Task item
Taking the line with "positive clicks: (34, 42)" as the first and the line with "positive clicks: (189, 357)" as the last, set down exactly every line in that range from the entries below, and no more.

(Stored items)
####################
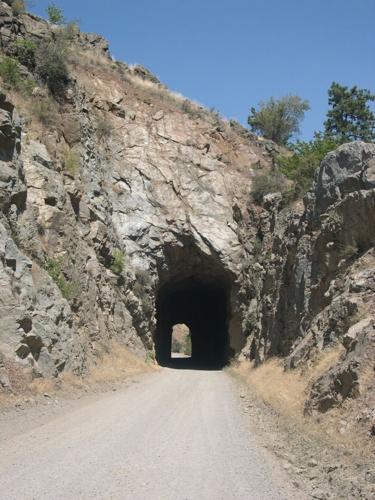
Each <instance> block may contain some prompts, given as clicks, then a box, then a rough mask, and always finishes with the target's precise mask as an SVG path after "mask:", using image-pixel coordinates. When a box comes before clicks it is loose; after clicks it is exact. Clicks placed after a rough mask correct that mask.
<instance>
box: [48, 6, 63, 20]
mask: <svg viewBox="0 0 375 500" xmlns="http://www.w3.org/2000/svg"><path fill="white" fill-rule="evenodd" d="M47 15H48V20H49V22H50V23H52V24H59V25H61V24H64V23H65V17H64V13H63V11H62V10H61V9H60V8H59V7H57V5H56V4H54V3H50V4H49V5H48V7H47Z"/></svg>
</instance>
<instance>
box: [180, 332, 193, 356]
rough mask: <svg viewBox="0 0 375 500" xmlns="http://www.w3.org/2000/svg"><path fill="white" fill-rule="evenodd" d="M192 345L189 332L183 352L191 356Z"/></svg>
mask: <svg viewBox="0 0 375 500" xmlns="http://www.w3.org/2000/svg"><path fill="white" fill-rule="evenodd" d="M191 351H192V346H191V333H189V334H188V335H187V336H186V338H185V342H184V345H183V346H182V352H183V353H184V354H185V355H186V356H191Z"/></svg>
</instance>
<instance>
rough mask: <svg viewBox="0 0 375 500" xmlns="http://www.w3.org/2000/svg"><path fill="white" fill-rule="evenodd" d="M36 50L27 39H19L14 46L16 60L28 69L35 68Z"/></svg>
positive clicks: (34, 42)
mask: <svg viewBox="0 0 375 500" xmlns="http://www.w3.org/2000/svg"><path fill="white" fill-rule="evenodd" d="M36 48H37V46H36V43H35V42H33V40H30V39H29V38H19V39H18V40H16V42H15V44H14V49H15V51H16V57H17V59H18V60H19V62H20V63H21V64H23V65H24V66H26V67H27V68H30V69H32V68H34V66H35V51H36Z"/></svg>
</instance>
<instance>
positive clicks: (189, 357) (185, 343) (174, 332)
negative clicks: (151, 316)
mask: <svg viewBox="0 0 375 500" xmlns="http://www.w3.org/2000/svg"><path fill="white" fill-rule="evenodd" d="M171 345H172V347H171V357H172V358H191V333H190V328H189V327H188V326H186V325H184V324H180V323H178V324H177V325H174V327H173V328H172V344H171Z"/></svg>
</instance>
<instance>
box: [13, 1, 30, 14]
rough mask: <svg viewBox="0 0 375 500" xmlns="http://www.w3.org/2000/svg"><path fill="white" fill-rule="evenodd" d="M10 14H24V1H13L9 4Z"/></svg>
mask: <svg viewBox="0 0 375 500" xmlns="http://www.w3.org/2000/svg"><path fill="white" fill-rule="evenodd" d="M10 6H11V7H12V12H13V14H14V15H15V16H19V15H20V14H24V13H25V12H26V5H25V1H24V0H13V1H12V2H11V4H10Z"/></svg>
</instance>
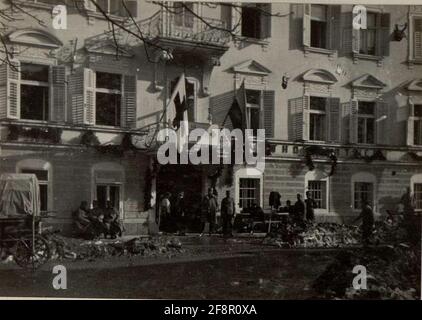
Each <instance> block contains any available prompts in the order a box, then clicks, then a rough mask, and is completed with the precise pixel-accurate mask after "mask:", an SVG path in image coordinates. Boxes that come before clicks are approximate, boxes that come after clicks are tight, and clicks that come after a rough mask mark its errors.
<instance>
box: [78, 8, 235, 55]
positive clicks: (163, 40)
mask: <svg viewBox="0 0 422 320" xmlns="http://www.w3.org/2000/svg"><path fill="white" fill-rule="evenodd" d="M125 28H126V30H119V29H118V30H119V31H116V33H115V34H114V35H113V33H112V32H111V31H109V32H105V33H103V34H100V35H96V36H94V37H91V38H87V39H86V40H85V46H86V47H87V48H90V47H96V46H98V44H105V43H110V42H114V41H117V43H118V44H119V45H120V46H121V47H122V48H125V47H134V46H137V45H139V44H140V43H141V42H142V41H141V40H140V38H142V37H143V38H144V39H145V40H148V41H149V42H150V43H153V44H156V45H157V46H158V47H161V48H167V49H170V50H173V51H181V53H183V52H184V53H186V52H189V51H192V49H193V48H195V50H194V51H195V53H196V54H200V55H201V54H202V55H203V54H205V56H210V55H211V56H217V57H220V56H221V55H222V54H223V53H224V52H225V51H226V50H227V49H228V42H229V41H230V40H231V34H230V32H228V31H227V24H226V23H225V22H224V21H221V20H218V19H211V18H205V17H197V16H194V15H192V16H190V17H189V18H186V17H180V15H177V14H174V13H170V12H168V11H166V10H159V11H158V12H156V13H155V14H154V15H152V16H151V17H149V18H147V19H144V20H141V21H137V22H136V24H134V23H131V24H128V25H125ZM128 31H129V32H128ZM130 33H131V34H130ZM135 35H139V36H135Z"/></svg>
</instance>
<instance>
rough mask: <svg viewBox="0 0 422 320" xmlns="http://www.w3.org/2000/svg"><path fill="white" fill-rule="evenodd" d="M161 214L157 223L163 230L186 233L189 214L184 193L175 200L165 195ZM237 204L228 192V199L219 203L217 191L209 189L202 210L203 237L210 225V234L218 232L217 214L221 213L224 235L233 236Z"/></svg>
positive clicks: (163, 197) (170, 231)
mask: <svg viewBox="0 0 422 320" xmlns="http://www.w3.org/2000/svg"><path fill="white" fill-rule="evenodd" d="M159 203H160V205H159V214H158V216H157V223H158V224H159V225H160V228H161V230H164V231H168V232H177V233H179V234H183V233H184V228H185V227H186V224H187V212H186V207H185V201H184V193H183V192H180V193H178V195H177V196H176V198H175V199H172V197H171V194H170V193H169V192H167V193H164V194H163V196H162V197H161V199H160V202H159ZM235 208H236V206H235V202H234V199H233V198H232V197H231V195H230V190H227V191H226V197H225V198H224V199H223V200H222V201H221V206H220V205H219V203H218V194H217V192H216V190H215V189H213V188H209V189H208V193H207V194H206V195H205V197H203V199H202V202H201V208H200V212H201V213H200V223H201V225H200V230H201V236H202V235H203V234H204V233H205V231H206V229H207V225H208V233H209V234H211V233H214V232H216V231H217V230H216V226H217V212H220V213H221V220H222V221H221V222H222V227H223V234H224V235H227V236H230V235H232V226H233V217H234V215H235Z"/></svg>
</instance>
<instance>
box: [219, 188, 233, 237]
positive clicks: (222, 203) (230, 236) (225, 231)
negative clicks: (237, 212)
mask: <svg viewBox="0 0 422 320" xmlns="http://www.w3.org/2000/svg"><path fill="white" fill-rule="evenodd" d="M235 212H236V207H235V204H234V199H233V198H232V197H231V196H230V190H227V191H226V197H225V198H224V199H223V200H222V201H221V218H222V219H223V235H224V236H230V237H232V236H233V234H232V229H233V225H232V221H233V216H234V214H235Z"/></svg>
####################
Exercise result
positive clicks: (34, 42)
mask: <svg viewBox="0 0 375 500" xmlns="http://www.w3.org/2000/svg"><path fill="white" fill-rule="evenodd" d="M36 48H37V46H36V43H35V42H33V40H30V39H29V38H19V39H18V40H16V42H15V44H14V49H15V51H16V57H17V59H18V60H19V62H20V63H21V64H23V65H24V66H26V67H27V68H30V69H32V68H34V66H35V51H36Z"/></svg>
</instance>
<instance>
positive clicks: (189, 357) (185, 343) (174, 332)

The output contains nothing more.